TASK STATEMENT:
Hunt through the lines below for the string "holder" and copy each one that has it.

LISTED ENTRIES:
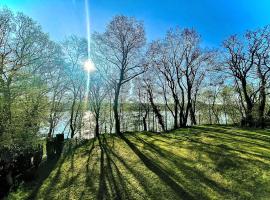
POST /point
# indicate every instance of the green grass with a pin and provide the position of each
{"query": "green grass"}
(197, 163)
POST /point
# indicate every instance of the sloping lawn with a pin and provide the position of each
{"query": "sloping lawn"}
(197, 163)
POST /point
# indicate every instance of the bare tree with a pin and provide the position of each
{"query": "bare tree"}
(75, 51)
(120, 45)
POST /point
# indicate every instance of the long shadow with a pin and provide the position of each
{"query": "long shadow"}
(102, 191)
(46, 168)
(144, 182)
(176, 160)
(89, 181)
(69, 153)
(259, 135)
(44, 171)
(107, 168)
(161, 173)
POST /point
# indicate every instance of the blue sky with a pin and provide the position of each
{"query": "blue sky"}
(215, 20)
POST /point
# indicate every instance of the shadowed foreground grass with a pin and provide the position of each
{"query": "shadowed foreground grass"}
(197, 163)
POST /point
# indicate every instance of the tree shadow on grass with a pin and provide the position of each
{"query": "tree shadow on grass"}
(173, 160)
(45, 169)
(161, 173)
(109, 173)
(51, 165)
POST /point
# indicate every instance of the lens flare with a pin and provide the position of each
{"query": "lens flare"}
(89, 66)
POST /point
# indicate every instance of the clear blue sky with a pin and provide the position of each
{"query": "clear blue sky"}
(214, 19)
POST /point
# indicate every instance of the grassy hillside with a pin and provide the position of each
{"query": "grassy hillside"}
(196, 163)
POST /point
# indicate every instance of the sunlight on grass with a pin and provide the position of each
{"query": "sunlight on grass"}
(199, 163)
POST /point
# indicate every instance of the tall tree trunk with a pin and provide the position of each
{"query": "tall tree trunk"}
(115, 109)
(155, 109)
(144, 121)
(262, 104)
(97, 125)
(249, 107)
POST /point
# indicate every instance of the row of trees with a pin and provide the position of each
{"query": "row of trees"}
(167, 84)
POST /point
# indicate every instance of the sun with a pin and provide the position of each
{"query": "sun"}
(89, 66)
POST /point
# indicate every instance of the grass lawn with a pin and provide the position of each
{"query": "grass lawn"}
(198, 163)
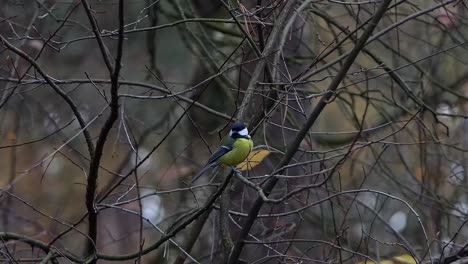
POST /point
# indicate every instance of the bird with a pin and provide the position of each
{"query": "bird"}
(234, 149)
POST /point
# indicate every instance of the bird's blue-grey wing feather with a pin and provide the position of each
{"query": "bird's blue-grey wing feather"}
(219, 153)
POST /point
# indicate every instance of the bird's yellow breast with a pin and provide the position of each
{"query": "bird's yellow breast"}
(240, 150)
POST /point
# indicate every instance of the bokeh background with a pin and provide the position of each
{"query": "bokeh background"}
(380, 176)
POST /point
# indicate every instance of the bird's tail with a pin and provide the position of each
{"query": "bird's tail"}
(202, 171)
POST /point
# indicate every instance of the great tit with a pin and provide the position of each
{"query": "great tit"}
(233, 150)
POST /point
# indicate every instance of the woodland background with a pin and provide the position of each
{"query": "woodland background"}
(357, 109)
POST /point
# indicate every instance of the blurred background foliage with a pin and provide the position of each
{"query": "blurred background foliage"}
(390, 146)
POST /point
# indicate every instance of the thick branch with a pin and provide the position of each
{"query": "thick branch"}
(114, 111)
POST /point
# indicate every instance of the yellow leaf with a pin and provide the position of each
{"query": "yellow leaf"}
(407, 259)
(255, 157)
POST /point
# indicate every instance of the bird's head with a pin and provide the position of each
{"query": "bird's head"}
(239, 130)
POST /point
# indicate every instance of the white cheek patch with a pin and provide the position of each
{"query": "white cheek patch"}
(244, 132)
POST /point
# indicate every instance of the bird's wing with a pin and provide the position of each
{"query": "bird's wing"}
(219, 153)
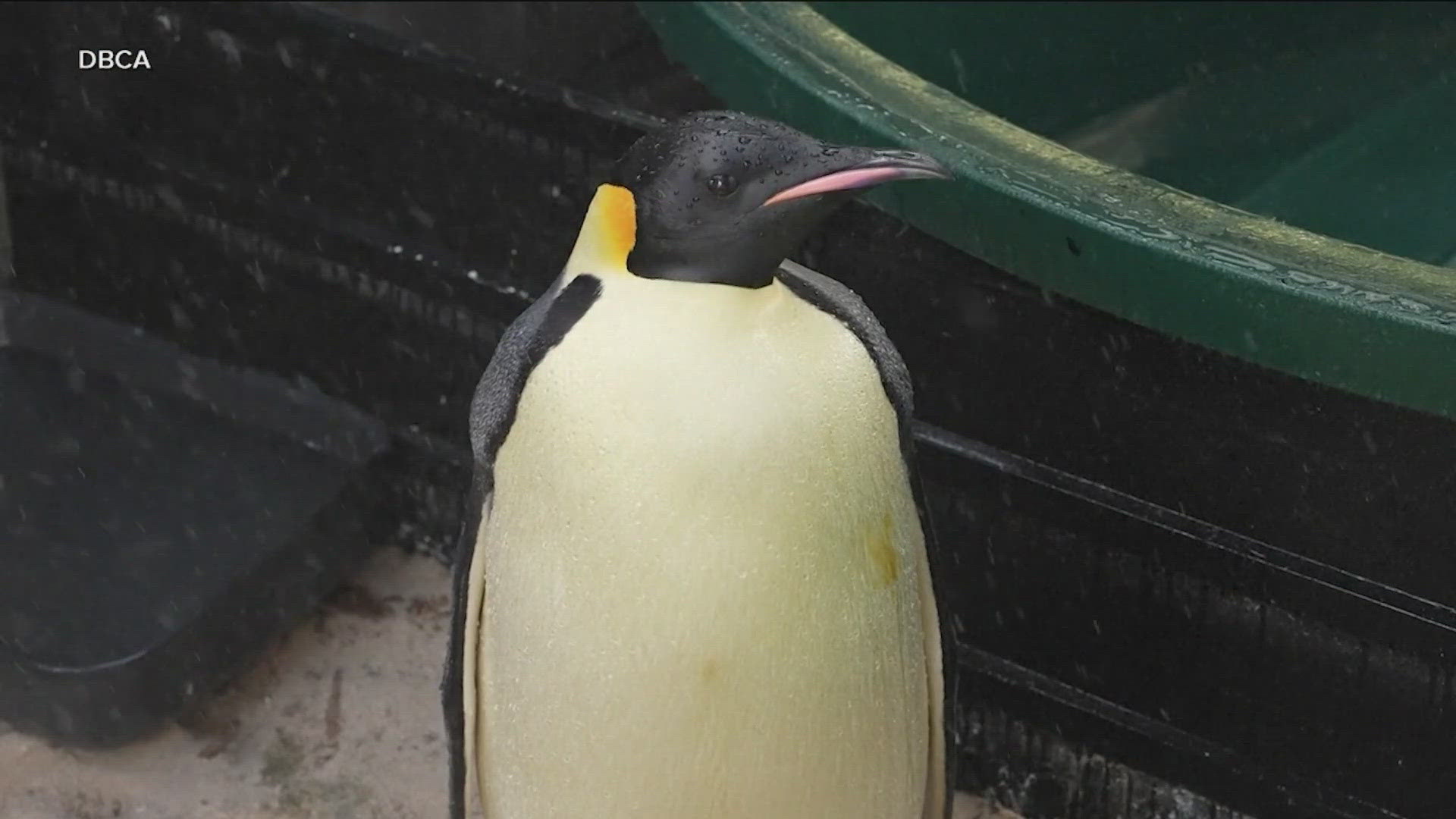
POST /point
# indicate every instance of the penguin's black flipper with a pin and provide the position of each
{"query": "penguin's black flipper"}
(492, 410)
(845, 305)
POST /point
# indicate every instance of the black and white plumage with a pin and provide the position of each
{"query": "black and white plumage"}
(693, 580)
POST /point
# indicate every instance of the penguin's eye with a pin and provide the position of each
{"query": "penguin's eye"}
(723, 184)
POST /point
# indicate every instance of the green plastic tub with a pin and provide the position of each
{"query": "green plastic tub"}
(1272, 181)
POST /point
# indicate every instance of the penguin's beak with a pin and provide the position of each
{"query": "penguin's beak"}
(881, 167)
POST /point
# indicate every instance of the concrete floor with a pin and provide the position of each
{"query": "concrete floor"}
(341, 720)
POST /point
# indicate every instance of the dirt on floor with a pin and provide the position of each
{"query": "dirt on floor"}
(340, 720)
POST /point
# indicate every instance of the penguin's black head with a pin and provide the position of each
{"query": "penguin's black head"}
(726, 197)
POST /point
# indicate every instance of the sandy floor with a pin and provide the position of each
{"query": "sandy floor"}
(340, 722)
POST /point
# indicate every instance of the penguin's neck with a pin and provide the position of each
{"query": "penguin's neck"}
(606, 237)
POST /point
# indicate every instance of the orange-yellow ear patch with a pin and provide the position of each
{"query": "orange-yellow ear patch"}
(617, 222)
(880, 545)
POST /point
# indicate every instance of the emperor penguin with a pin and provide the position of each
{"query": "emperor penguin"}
(693, 577)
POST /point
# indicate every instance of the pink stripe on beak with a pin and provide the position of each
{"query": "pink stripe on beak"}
(840, 181)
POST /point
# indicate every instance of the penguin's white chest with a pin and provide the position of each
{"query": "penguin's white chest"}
(701, 572)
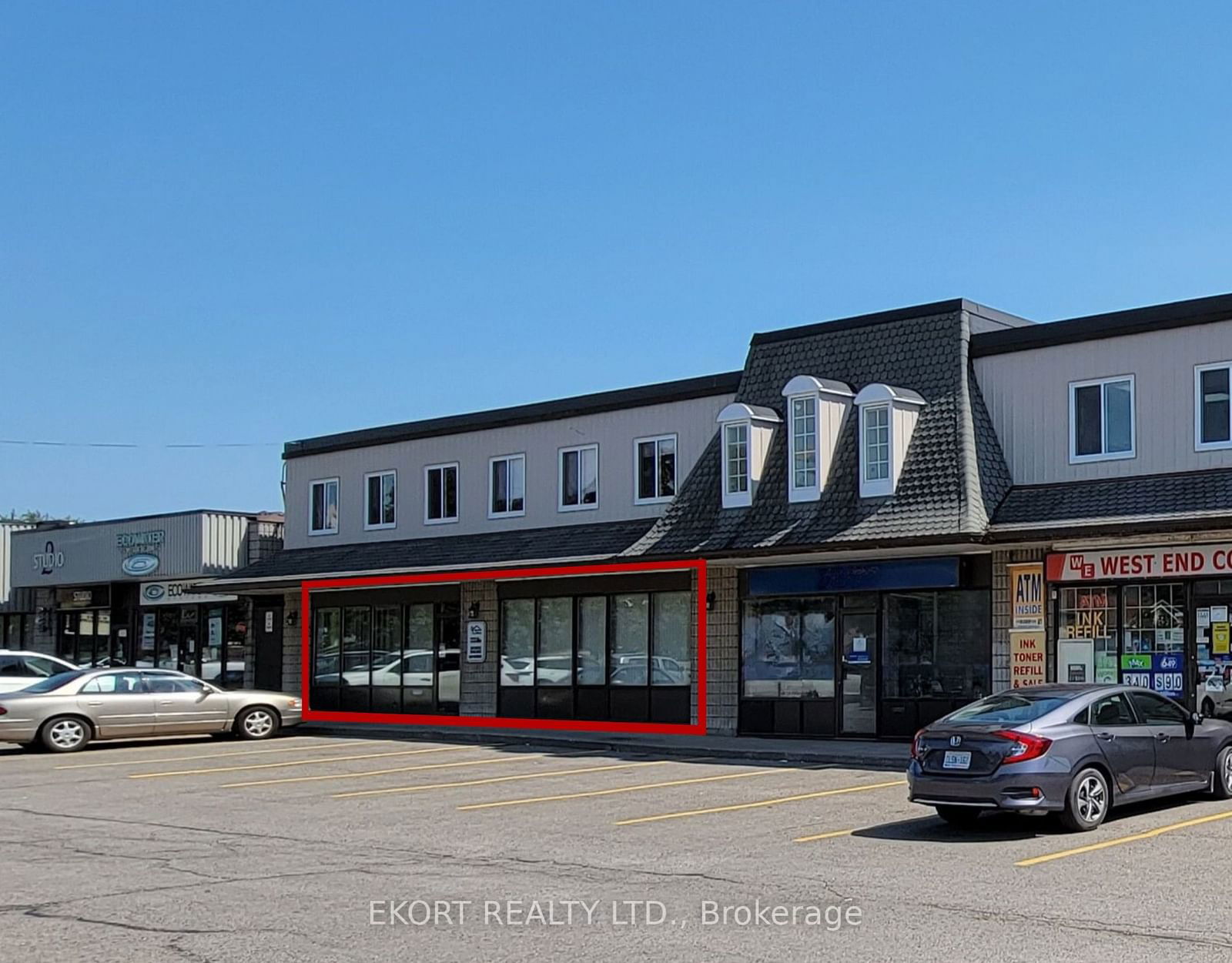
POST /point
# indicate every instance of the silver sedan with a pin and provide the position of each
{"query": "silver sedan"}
(67, 711)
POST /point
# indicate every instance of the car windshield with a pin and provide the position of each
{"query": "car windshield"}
(1008, 708)
(53, 683)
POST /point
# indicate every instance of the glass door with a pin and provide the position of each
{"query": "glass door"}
(858, 674)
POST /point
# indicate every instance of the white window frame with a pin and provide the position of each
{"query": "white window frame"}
(560, 478)
(457, 488)
(675, 468)
(813, 492)
(382, 476)
(876, 488)
(492, 492)
(1199, 445)
(338, 500)
(1104, 456)
(738, 499)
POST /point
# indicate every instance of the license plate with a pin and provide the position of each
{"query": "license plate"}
(956, 761)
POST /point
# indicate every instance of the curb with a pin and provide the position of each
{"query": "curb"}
(895, 760)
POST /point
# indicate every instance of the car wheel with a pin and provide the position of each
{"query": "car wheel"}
(959, 815)
(1088, 801)
(65, 734)
(258, 723)
(1223, 784)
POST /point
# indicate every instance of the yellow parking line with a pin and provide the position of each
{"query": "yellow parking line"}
(494, 778)
(386, 772)
(624, 790)
(1133, 838)
(300, 763)
(219, 755)
(825, 835)
(761, 803)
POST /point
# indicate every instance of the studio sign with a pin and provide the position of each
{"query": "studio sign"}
(47, 560)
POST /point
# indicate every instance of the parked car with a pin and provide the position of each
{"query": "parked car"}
(20, 669)
(1076, 751)
(65, 712)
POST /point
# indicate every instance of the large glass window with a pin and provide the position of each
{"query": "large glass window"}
(788, 648)
(1214, 412)
(1092, 614)
(517, 643)
(554, 663)
(1102, 419)
(936, 646)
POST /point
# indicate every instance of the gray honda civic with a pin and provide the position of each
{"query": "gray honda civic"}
(1075, 751)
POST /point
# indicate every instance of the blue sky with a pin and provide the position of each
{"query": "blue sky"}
(248, 223)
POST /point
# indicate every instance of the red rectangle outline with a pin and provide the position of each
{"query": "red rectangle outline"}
(500, 722)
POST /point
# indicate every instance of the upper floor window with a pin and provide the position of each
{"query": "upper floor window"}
(440, 494)
(323, 507)
(579, 478)
(654, 462)
(887, 421)
(1102, 419)
(507, 488)
(745, 440)
(381, 494)
(1213, 416)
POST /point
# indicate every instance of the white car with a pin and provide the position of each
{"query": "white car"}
(20, 669)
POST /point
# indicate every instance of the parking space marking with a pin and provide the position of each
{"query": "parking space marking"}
(496, 778)
(1133, 838)
(761, 803)
(300, 763)
(835, 834)
(622, 790)
(221, 755)
(386, 772)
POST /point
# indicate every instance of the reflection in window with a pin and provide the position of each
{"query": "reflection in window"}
(936, 646)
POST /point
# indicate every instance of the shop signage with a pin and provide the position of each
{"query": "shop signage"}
(1145, 563)
(178, 593)
(476, 640)
(1026, 591)
(1026, 659)
(49, 560)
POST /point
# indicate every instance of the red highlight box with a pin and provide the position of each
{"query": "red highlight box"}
(502, 722)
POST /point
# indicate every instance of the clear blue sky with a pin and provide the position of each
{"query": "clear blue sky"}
(258, 222)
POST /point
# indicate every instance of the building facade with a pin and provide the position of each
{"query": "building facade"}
(122, 591)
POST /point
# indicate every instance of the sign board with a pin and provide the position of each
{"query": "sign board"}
(178, 593)
(1026, 595)
(1026, 659)
(1141, 563)
(476, 640)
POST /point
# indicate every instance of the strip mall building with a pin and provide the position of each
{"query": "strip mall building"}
(897, 513)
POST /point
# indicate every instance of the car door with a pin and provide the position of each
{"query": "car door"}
(1127, 744)
(185, 704)
(1180, 757)
(119, 704)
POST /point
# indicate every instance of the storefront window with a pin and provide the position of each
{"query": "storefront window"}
(517, 643)
(671, 664)
(936, 646)
(631, 624)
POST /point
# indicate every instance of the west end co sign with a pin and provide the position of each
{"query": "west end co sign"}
(1141, 563)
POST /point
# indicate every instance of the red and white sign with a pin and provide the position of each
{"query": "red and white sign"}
(1141, 563)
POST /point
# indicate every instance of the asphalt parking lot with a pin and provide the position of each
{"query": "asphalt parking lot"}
(312, 848)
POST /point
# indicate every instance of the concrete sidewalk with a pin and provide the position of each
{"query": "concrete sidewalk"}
(858, 754)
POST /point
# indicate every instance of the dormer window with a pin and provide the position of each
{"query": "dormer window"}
(816, 408)
(887, 421)
(745, 437)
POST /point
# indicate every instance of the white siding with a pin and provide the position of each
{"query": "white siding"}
(693, 421)
(1028, 398)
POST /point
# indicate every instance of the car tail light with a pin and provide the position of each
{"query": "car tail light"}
(1026, 745)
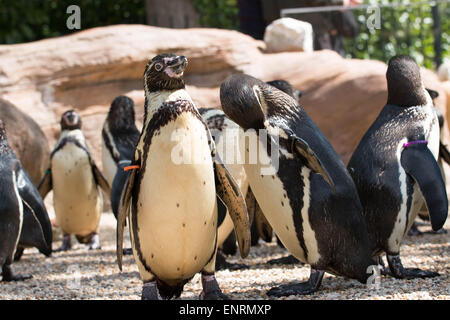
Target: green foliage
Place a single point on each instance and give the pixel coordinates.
(29, 20)
(217, 13)
(404, 30)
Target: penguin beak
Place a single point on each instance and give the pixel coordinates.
(176, 66)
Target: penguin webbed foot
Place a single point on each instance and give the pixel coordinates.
(399, 272)
(127, 251)
(288, 260)
(66, 244)
(303, 288)
(384, 270)
(440, 231)
(414, 230)
(211, 290)
(150, 291)
(94, 242)
(223, 264)
(9, 275)
(19, 253)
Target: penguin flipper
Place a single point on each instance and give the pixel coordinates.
(419, 163)
(35, 214)
(32, 234)
(231, 195)
(101, 180)
(46, 185)
(256, 216)
(303, 150)
(444, 153)
(124, 207)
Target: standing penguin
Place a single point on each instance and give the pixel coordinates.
(21, 209)
(310, 200)
(444, 155)
(394, 166)
(119, 137)
(170, 195)
(75, 180)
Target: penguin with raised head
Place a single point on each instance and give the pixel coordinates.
(170, 197)
(76, 182)
(23, 218)
(394, 166)
(119, 137)
(308, 197)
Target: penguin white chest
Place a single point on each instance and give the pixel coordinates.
(176, 222)
(274, 202)
(77, 200)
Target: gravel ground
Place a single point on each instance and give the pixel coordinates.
(83, 274)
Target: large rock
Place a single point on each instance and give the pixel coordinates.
(288, 34)
(87, 70)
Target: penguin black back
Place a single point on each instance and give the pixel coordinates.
(405, 87)
(122, 128)
(23, 217)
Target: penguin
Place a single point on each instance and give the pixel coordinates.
(218, 124)
(23, 218)
(75, 181)
(170, 195)
(260, 228)
(394, 166)
(119, 137)
(305, 191)
(444, 155)
(287, 88)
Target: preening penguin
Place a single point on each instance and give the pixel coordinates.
(119, 137)
(286, 87)
(309, 199)
(394, 166)
(224, 132)
(170, 198)
(75, 180)
(23, 218)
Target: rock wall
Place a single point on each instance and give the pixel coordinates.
(87, 70)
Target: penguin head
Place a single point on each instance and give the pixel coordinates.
(240, 97)
(70, 120)
(165, 72)
(121, 114)
(405, 88)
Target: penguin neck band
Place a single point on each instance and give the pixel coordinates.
(405, 145)
(127, 168)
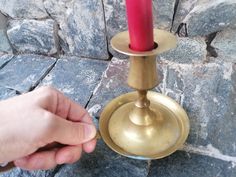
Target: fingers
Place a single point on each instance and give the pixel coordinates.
(49, 159)
(39, 160)
(68, 154)
(89, 146)
(71, 133)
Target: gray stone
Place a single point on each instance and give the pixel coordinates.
(210, 16)
(225, 44)
(76, 77)
(4, 59)
(104, 163)
(113, 84)
(23, 9)
(6, 93)
(207, 93)
(115, 16)
(23, 173)
(163, 13)
(32, 36)
(4, 43)
(182, 164)
(24, 72)
(188, 50)
(82, 27)
(184, 7)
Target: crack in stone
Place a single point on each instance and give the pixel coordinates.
(32, 87)
(180, 32)
(211, 51)
(209, 151)
(4, 64)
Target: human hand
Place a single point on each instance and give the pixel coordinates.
(40, 118)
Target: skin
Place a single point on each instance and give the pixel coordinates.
(44, 119)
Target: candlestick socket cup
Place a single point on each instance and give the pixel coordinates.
(144, 124)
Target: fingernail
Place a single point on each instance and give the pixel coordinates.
(89, 131)
(65, 159)
(20, 162)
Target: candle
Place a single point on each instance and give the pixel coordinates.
(140, 24)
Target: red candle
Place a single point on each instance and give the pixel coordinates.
(140, 24)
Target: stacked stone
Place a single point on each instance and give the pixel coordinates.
(200, 74)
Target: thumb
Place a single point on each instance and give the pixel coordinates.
(73, 133)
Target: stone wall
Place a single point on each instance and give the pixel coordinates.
(200, 73)
(84, 28)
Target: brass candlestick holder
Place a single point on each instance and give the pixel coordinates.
(144, 124)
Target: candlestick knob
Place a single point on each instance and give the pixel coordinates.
(144, 124)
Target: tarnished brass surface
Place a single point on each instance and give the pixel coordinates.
(141, 125)
(164, 39)
(163, 135)
(142, 72)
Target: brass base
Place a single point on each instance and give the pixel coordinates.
(163, 136)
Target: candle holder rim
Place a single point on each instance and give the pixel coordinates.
(165, 41)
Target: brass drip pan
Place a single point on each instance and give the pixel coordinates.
(165, 137)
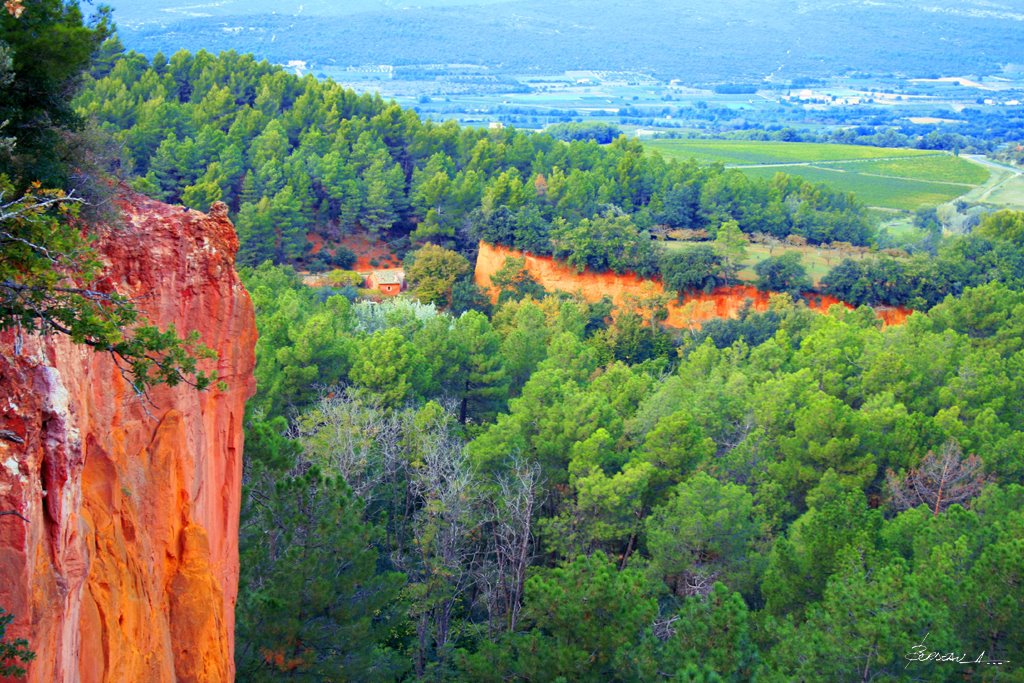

FINISHED EXERCISE:
Target: brass candlestick holder
Target: candle holder rim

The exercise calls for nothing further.